> **Set problem**
Copy each of the following rows verbatim.

◇ ◇ ◇ ◇

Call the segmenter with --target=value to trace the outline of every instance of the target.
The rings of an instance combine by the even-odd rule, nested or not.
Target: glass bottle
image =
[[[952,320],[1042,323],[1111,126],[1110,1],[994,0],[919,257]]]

◇ ◇ ◇ ◇

> **Answer**
Call the segmenter with --target=value to trace the outline of every instance of the target.
The rings of an instance combine by the even-odd rule, nested or not.
Target: glass bottle
image =
[[[952,320],[1042,323],[1111,126],[1110,1],[994,0],[919,257]]]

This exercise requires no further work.